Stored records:
* * *

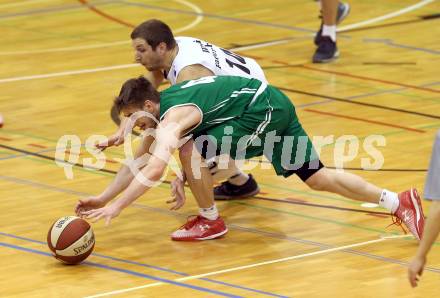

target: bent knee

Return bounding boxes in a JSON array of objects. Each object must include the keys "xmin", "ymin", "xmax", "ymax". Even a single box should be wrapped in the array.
[
  {"xmin": 305, "ymin": 168, "xmax": 331, "ymax": 191},
  {"xmin": 179, "ymin": 140, "xmax": 194, "ymax": 159}
]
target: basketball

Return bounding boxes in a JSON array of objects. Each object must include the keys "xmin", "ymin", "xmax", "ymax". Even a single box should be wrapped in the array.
[{"xmin": 47, "ymin": 216, "xmax": 95, "ymax": 265}]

* * *

Your assignment:
Within the entries above, some lines may contain "target". Report how many, and nothing else.

Task result:
2